WHAT THE EXERCISE ASKS
What you write must match the records exactly, except for the images, which are left out.

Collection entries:

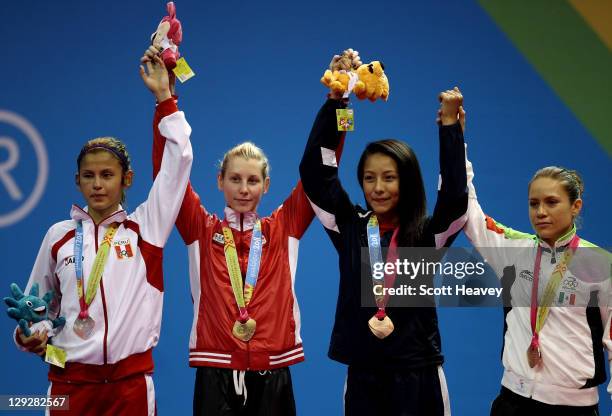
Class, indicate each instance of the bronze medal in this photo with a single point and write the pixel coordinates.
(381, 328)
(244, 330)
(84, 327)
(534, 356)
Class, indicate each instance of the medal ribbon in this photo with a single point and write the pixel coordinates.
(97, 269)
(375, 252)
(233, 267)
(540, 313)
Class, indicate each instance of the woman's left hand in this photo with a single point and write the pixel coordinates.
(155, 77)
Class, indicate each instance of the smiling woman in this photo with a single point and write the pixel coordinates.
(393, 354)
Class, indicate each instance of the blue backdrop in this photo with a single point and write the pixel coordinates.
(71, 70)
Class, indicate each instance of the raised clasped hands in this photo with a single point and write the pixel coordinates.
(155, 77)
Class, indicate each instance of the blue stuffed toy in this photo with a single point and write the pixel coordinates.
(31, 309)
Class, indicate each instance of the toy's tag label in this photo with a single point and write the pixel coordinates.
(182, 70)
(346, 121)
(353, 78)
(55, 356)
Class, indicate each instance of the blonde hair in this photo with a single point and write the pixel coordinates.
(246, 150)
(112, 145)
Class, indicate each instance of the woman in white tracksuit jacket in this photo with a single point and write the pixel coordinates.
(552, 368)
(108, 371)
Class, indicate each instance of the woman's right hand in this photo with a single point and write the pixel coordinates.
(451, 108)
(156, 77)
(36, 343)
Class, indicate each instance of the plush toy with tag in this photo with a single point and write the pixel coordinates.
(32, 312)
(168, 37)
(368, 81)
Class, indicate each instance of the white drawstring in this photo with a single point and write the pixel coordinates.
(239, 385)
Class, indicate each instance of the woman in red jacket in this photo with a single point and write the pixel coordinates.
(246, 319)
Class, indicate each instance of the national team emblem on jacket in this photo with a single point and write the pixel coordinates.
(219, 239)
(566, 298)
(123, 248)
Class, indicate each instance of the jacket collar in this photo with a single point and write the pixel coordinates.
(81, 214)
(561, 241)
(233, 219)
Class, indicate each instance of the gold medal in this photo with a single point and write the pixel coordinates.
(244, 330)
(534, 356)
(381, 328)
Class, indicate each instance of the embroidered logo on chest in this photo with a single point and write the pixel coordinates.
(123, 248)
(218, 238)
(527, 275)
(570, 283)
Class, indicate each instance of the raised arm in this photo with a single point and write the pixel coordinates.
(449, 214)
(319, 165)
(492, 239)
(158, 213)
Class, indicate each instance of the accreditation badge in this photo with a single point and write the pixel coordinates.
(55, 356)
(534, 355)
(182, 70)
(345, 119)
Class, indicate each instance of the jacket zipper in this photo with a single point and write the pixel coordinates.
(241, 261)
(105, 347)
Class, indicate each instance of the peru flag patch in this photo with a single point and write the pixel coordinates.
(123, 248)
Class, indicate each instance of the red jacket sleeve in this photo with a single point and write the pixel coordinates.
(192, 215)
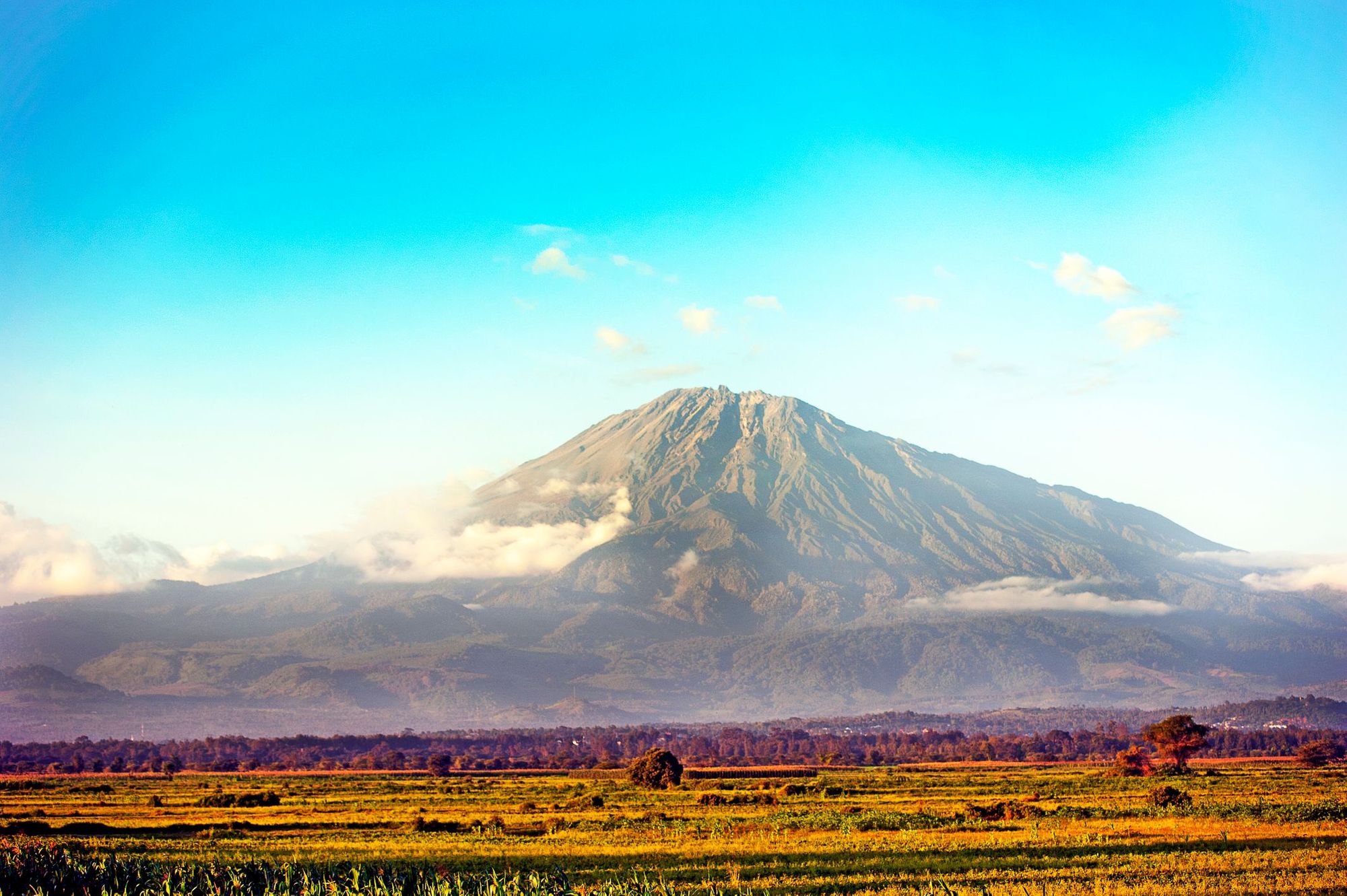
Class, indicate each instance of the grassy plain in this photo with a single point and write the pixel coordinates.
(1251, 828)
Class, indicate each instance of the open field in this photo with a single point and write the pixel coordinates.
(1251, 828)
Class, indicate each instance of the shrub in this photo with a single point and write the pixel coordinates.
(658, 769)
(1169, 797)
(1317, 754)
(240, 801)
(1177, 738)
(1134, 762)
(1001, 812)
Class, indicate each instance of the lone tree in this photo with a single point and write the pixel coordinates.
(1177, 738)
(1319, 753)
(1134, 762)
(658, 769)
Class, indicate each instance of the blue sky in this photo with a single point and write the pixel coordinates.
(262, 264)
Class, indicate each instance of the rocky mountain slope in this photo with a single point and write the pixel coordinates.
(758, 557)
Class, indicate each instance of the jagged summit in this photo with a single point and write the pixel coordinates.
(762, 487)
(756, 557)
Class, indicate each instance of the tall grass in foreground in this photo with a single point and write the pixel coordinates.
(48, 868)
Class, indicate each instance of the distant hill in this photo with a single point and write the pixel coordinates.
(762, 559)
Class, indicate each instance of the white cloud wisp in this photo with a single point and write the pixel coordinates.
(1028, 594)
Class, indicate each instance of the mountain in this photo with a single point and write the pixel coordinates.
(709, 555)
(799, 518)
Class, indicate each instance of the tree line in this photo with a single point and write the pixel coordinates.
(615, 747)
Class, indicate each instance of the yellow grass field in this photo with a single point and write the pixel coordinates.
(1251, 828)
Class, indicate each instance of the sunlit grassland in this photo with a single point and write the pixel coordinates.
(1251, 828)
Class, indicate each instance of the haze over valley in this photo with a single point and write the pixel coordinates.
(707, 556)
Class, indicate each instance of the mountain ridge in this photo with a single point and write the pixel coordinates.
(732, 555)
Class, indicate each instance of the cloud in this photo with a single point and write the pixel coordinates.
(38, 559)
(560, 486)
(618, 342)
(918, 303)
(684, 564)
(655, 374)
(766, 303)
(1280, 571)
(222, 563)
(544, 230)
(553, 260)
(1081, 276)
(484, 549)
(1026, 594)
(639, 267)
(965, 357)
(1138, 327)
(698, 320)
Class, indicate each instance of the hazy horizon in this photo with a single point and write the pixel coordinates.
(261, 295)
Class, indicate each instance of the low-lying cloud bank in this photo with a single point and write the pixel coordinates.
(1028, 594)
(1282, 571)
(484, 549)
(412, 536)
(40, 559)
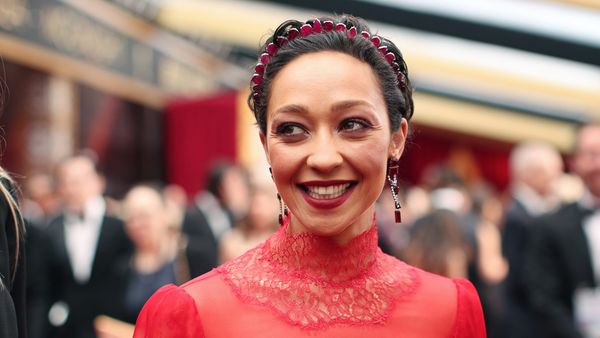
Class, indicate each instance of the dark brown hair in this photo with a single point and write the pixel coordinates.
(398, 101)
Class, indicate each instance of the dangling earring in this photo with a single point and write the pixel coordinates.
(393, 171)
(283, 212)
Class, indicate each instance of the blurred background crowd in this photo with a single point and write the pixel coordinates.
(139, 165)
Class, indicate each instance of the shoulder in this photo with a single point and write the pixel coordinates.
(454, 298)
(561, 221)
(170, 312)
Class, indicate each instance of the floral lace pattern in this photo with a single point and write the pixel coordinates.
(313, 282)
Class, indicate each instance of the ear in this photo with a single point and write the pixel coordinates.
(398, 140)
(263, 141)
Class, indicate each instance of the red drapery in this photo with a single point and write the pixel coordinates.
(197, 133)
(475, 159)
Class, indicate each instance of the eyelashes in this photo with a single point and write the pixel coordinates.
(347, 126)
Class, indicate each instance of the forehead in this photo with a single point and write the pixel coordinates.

EXERCISE RESULT
Class, indicate each instance of the bronze medal in this photo with a single point and write the pixel coordinates.
(381, 328)
(244, 330)
(84, 327)
(534, 356)
Class, indicate each instance of the medal ribbon in this photo with a single point and write the pixel coordinates.
(97, 269)
(375, 252)
(233, 267)
(540, 313)
Class, indicate each instance of the woman's left hand in this photo with a single point and write the pixel coordinates.
(155, 77)
Class, indicate each instance of the smiling woman in this photo with a single point and write the pixel coordinates.
(393, 354)
Class, indicate each instance of the blue backdrop in this photo with a single point and write the pixel coordinates.
(71, 70)
Class, indicate each instance of the raised clasped hands in this photo with a single point and write the pixel coordinates.
(155, 77)
Class, indicate each instance of the blue stuffed toy in this photo with a single point and write the pixel coordinates.
(31, 309)
Class, indicate each instance of the toy's tag label in this photo with a single point and write the pixel coordinates.
(182, 70)
(346, 121)
(353, 78)
(55, 356)
Class, indicate each instance of the blonde hair in this photo with a single point and write the pixel coordinates.
(246, 150)
(112, 145)
Class, indicate each instance of the woman in white tracksuit jacket in this photo with a single point and write the pixel coordinates.
(552, 368)
(108, 371)
Class, indicate each instance of the woman's right hand in this photo with a single point and write the pixel coordinates.
(451, 108)
(156, 77)
(36, 343)
Class, indicate each instance of the plush toy with tag in this photo with a single point and write the pixel coordinates.
(32, 312)
(168, 37)
(368, 81)
Class, indicate each instance of the white drawstring in this photo with a single point and write the pixel coordinates.
(239, 385)
Class, indicate each instance of the woman in red jacket in this photo with a single point and write the pixel coordinates.
(246, 319)
Class, indicate each instance of the national team emblem on jacket in this photo with a single point and write the pixel coordinates.
(219, 239)
(566, 298)
(123, 248)
Class, indicate each instance of the jacket collar in this photo with a single point and write the pixel coordinates.
(81, 214)
(561, 241)
(233, 219)
Class, indicate each instance of the gold medal in this photo with a single point and write the pixel coordinates.
(244, 330)
(534, 356)
(381, 328)
Class, indicate each instance of the embroidered logo on chest in this photo with a single point and write the pixel coordinates.
(123, 248)
(218, 238)
(527, 275)
(570, 283)
Class, indicate each instance of the raised arm in this photo with a single point and write the pixel coordinates.
(449, 214)
(319, 165)
(492, 239)
(158, 213)
Class, indicate each instance of the accreditation badge in this photo with a single point and write the pixel coordinates.
(55, 356)
(534, 355)
(182, 70)
(345, 119)
Class, indicate each instance of the jacket zipper in this photo with a single point and write the pixel coordinates.
(241, 261)
(105, 347)
Class, indicate each instance of the peru flag patch in this photo with a single point and write the pixel coordinates.
(123, 248)
Class, indicate each instance of the red jacket sleeve in this photo with a single point and write the pixel coordinates.
(192, 215)
Class, indicate each instance of the grassy plain in this photo with a single point and write the pixel coordinates.
(1251, 828)
Class, indicate each instance of the open field in this photo with a single point and write the pixel coordinates.
(1251, 828)
Class, indicate each instance of the shrub in this photo with a single point and write the pixel coordinates.
(658, 769)
(1169, 797)
(1317, 754)
(240, 801)
(1177, 738)
(1134, 762)
(1001, 812)
Class, indicate each instance of the lone tree in this photo with a single point and write the pixel coordinates.
(1177, 738)
(1319, 753)
(1134, 762)
(658, 769)
Class, indicate each instance of the blue sky in this photo with a single point and write the pixel coordinates.
(262, 264)
Class, indicate each instance of the rocky mountain slope in this photo with a single point and write the pixel coordinates.
(758, 557)
Class, indicate each instance of the jagged summit in this photo with a single point and write the pixel coordinates.
(762, 487)
(756, 557)
Class, indicate each instance of the tall grass in foreground in this photo with a single point and write the pixel coordinates.
(48, 868)
Class, indicate each instance of the distant hill in this photo with a single point and write the pixel coordinates.
(762, 559)
Class, indicate each instance of the white cloud wisp in this photo with a single point and write the pixel coordinates.
(1028, 594)
Class, indicate each instance of the mountain in this photo with a single point and write the pixel coordinates.
(709, 555)
(799, 518)
Class, indicate each instance of the tree line in this photo with a single point and write the pixel coordinates.
(615, 747)
Class, indicate each instance of the yellow grass field in this photo with a single point and write the pixel coordinates.
(1251, 828)
Class, indicate each instance of the sunlit grassland in this photo with a single point and write the pixel coordinates.
(1251, 828)
Class, indicate each instance of the haze over valley in this photo with a single point and write the pixel coordinates.
(707, 556)
Class, indicate each instance of the mountain ridge in this photo with a single point and write the pixel coordinates.
(732, 555)
Class, indicate each instance of the cloud in this photo with a single point and write the pixel coordinates.
(38, 559)
(560, 486)
(618, 342)
(918, 303)
(684, 564)
(655, 374)
(766, 303)
(1280, 571)
(222, 563)
(544, 230)
(553, 260)
(1081, 276)
(484, 549)
(1026, 594)
(639, 267)
(965, 357)
(1138, 327)
(698, 320)
Class, indicate each instance of the hazy horizon in this photo with a single point and write the pixel coordinates.
(261, 295)
Class, indicate each instance of the low-lying cloud bank in this photo with a single point and write the pixel coordinates.
(1028, 594)
(1282, 571)
(484, 549)
(412, 536)
(40, 559)
Class, indicate each instance of the dark brown hair in this photo with a single point and write the pixel coordinates.
(398, 101)
Class, indicate each instance of the dangling earring in this photo with a single point and write the pixel coordinates.
(393, 171)
(283, 212)
Class, indicate each instance of the blurred background crowd in this photo with a single point and write the pixel coordinates.
(139, 165)
Class, indicate each instance of the shoulder in this photo with a single point and write the pixel coordinates.
(454, 298)
(561, 221)
(170, 312)
Class, indicate each instance of the floral lace pattern in this photo with a single point and write the pixel coordinates.
(313, 282)
Class, indicate each instance of the ear in this photo with a single point and write the pixel coordinates.
(398, 140)
(263, 141)
Class, indicate each instance of the red drapery in this photo with a single point and write the pixel coordinates.
(197, 133)
(475, 159)
Class, indicate each instance of the eyelashes in this photo with a single point and write the pixel coordinates.
(347, 126)
Class, indicate each instance of the forehead in this photo with a single point and write the pixel coordinates.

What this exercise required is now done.